### Entries provided
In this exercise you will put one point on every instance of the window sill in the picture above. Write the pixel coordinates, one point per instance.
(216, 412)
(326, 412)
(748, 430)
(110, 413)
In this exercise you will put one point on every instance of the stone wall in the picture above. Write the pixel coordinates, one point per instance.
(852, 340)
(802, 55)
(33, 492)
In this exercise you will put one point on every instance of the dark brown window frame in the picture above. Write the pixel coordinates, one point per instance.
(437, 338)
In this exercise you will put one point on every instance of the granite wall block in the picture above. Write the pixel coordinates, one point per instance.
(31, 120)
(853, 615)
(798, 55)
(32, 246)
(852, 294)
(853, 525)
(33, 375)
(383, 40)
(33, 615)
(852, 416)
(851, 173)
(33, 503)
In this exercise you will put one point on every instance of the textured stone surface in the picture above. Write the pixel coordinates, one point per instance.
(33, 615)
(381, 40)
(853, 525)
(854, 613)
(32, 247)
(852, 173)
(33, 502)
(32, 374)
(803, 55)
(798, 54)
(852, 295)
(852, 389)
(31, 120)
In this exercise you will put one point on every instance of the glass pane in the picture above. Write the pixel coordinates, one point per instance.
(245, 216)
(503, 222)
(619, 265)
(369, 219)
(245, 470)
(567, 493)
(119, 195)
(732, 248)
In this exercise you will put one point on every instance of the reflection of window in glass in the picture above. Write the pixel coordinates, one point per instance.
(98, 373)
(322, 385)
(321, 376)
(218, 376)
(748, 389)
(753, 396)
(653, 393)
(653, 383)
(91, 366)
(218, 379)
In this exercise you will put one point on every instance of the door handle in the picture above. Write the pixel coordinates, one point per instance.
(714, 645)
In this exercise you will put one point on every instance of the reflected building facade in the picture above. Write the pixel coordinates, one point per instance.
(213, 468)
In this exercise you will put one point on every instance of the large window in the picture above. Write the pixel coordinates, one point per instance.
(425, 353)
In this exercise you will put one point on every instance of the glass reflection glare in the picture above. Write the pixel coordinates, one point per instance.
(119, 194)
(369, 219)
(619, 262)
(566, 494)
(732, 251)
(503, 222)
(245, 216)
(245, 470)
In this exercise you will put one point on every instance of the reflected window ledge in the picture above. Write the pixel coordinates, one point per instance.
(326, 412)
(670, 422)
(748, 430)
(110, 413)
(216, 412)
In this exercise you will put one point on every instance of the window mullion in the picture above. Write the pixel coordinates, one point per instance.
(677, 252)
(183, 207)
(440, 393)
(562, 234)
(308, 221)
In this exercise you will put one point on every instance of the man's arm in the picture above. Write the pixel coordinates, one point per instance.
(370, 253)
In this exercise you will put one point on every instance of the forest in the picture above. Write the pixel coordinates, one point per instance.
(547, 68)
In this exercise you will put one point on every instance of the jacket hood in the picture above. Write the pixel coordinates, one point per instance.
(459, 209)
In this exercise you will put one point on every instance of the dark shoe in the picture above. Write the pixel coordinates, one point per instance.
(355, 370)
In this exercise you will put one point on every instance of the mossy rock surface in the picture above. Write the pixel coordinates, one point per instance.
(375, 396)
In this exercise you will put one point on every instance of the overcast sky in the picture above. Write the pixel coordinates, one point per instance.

==

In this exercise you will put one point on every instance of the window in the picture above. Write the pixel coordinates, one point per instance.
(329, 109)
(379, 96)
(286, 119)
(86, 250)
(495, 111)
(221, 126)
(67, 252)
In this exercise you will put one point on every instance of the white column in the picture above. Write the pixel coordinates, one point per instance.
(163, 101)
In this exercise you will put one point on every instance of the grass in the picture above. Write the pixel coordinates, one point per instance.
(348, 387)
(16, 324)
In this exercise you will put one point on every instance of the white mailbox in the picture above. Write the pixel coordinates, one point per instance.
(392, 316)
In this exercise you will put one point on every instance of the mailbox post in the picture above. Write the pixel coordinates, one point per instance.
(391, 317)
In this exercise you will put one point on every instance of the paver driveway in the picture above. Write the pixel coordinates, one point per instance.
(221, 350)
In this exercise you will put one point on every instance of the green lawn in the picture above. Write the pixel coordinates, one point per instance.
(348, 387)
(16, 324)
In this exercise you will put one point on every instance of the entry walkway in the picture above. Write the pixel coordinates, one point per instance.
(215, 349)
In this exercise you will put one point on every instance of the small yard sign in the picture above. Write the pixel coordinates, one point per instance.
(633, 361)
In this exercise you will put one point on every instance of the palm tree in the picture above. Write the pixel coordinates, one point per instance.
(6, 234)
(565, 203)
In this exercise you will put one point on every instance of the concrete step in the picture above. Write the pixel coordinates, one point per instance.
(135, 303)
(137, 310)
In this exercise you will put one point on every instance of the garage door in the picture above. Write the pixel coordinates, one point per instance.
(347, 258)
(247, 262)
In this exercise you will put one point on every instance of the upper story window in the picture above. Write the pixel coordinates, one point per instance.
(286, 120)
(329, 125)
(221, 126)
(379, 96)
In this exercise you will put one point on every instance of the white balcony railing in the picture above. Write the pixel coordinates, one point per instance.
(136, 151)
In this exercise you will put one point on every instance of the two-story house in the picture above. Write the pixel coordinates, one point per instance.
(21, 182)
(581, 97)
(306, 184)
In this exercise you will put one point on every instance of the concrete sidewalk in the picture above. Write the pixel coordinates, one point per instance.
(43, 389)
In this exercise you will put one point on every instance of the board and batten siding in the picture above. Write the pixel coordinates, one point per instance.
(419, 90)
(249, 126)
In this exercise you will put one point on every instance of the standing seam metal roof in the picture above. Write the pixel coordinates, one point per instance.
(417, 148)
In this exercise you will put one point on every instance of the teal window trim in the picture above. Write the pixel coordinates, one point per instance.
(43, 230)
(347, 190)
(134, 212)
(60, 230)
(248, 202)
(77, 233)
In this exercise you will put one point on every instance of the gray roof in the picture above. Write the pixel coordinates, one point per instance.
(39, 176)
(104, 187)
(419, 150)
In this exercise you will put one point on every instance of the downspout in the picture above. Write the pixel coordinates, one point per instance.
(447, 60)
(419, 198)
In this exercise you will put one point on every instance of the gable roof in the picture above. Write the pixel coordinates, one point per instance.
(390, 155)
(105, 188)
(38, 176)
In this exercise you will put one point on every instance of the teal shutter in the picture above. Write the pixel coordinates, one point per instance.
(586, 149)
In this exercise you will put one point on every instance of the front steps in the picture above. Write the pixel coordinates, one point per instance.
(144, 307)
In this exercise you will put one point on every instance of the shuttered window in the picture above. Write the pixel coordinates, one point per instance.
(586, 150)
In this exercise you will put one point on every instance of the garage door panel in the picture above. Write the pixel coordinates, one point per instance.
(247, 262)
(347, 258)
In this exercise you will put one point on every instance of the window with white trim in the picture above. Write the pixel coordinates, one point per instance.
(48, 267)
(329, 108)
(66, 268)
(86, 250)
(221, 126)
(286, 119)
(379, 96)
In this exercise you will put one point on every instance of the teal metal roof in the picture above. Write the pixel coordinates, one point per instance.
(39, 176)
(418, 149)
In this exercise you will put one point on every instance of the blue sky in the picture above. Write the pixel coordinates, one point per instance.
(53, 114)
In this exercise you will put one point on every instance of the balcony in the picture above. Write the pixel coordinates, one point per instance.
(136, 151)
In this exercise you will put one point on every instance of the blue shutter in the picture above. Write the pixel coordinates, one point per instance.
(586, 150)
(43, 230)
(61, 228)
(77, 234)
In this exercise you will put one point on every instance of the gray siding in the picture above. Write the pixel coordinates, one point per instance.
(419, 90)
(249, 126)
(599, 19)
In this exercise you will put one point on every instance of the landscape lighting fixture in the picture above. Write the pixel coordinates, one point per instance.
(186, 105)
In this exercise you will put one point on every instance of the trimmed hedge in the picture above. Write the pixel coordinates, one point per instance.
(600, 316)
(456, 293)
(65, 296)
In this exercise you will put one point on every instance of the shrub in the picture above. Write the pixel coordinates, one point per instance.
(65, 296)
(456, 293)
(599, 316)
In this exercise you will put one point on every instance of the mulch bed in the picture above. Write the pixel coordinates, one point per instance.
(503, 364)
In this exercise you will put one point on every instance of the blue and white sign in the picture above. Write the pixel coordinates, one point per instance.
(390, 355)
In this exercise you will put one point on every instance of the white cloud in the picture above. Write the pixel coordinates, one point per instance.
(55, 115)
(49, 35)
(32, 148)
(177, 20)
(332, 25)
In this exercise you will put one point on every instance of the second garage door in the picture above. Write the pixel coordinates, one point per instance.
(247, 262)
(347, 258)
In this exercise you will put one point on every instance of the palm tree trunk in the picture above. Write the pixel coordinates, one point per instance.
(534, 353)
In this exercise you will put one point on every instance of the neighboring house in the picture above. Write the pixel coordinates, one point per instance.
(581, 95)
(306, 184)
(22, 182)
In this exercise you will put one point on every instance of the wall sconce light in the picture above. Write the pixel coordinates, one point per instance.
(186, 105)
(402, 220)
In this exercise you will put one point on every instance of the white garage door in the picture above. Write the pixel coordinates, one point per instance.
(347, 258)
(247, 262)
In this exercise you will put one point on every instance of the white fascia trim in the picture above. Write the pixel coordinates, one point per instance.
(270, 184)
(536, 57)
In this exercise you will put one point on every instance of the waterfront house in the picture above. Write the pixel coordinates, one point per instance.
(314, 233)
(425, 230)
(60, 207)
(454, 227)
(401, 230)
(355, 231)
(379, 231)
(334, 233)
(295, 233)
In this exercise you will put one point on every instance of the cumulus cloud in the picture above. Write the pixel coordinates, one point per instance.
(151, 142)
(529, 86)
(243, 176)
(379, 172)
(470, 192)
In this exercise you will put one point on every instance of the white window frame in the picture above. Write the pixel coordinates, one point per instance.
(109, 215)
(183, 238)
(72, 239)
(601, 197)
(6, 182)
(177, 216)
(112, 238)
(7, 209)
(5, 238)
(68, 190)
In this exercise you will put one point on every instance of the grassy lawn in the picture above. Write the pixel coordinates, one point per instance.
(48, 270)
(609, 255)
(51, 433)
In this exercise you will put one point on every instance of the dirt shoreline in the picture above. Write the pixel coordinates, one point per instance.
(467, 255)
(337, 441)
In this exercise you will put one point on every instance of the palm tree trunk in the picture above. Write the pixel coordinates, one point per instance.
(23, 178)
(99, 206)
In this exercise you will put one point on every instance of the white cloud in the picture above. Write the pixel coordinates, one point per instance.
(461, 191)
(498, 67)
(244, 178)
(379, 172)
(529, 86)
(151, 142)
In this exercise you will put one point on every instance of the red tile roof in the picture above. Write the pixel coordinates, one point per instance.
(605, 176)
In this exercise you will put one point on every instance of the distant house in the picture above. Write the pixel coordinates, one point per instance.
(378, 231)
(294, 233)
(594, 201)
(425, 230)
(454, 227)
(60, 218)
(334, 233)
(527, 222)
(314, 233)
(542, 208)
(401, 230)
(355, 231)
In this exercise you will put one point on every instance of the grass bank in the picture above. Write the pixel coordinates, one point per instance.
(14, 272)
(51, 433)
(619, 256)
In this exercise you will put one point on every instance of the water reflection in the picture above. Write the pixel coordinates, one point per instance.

### Work to complete
Report every line of the data above that contains the word "stone", treating uppercase and lowercase as distinct.

### Answer to this problem
In this exercise you will put one point on every instance of the stone wall in the picture above. Write the pixel coordinates, one point per instance.
In this exercise you will put one point on every instance of the textured stone surface in the picture above. Write the pixel coordinates, one point per instance.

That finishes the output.